> Task
Search the listing below for the line containing "every squirrel's orange". From there through the line containing "It would be wonderful if you could pinpoint every rough", transcribe every line exactly, both ends included.

> Data provided
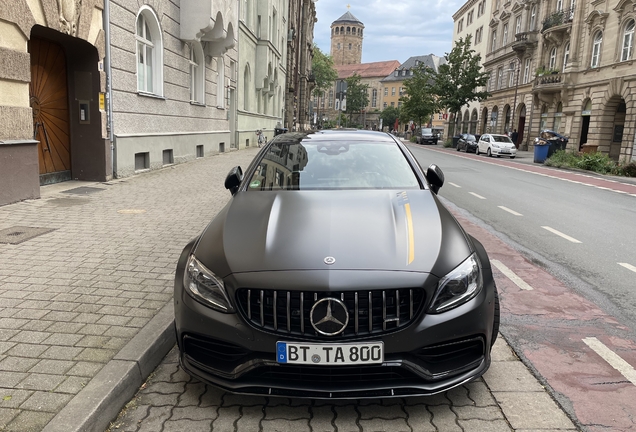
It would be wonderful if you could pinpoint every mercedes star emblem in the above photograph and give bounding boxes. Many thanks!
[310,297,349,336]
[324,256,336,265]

--

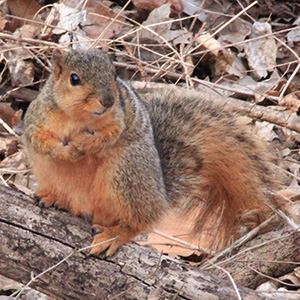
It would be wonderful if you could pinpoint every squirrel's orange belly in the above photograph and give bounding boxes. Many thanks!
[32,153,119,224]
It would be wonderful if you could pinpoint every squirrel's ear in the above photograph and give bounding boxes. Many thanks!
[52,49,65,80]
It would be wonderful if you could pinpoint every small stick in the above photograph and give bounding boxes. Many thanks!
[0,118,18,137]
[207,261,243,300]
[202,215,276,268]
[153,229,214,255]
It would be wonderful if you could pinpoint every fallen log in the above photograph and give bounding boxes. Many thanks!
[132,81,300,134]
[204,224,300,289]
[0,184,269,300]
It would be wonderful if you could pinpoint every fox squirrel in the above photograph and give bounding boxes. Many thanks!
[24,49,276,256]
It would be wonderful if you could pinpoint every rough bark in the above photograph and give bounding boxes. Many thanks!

--

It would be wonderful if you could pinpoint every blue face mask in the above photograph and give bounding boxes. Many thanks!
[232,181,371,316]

> Answer to this problem
It would be wonderful if you could pinpoint every squirrel's orange belly in the above photograph and give bounding boxes. Many thanks!
[32,153,119,224]
It would be wonderful if you could pinpoint every squirrel's ear in the above photograph and give bounding boxes. Many thanks!
[52,49,65,80]
It would be wonderful if you could pinpoint every small stick in the above photograph and give bounding boxes. Many thanks!
[0,118,18,137]
[207,261,243,300]
[202,215,276,268]
[153,229,214,255]
It would be wonderful if you could pinpoint every fallen log in the above photograph and give bounding boxes. Many thanks!
[132,81,300,134]
[204,224,300,289]
[0,184,269,300]
It would be wonderful if you could pinpoint every fox squirrel in the above photograph and give bounding boxes. Many thanks!
[24,49,276,256]
It would be wonderful if you could pinpoint every rough bark in the above photograph and give bounding boxes. Many thanks!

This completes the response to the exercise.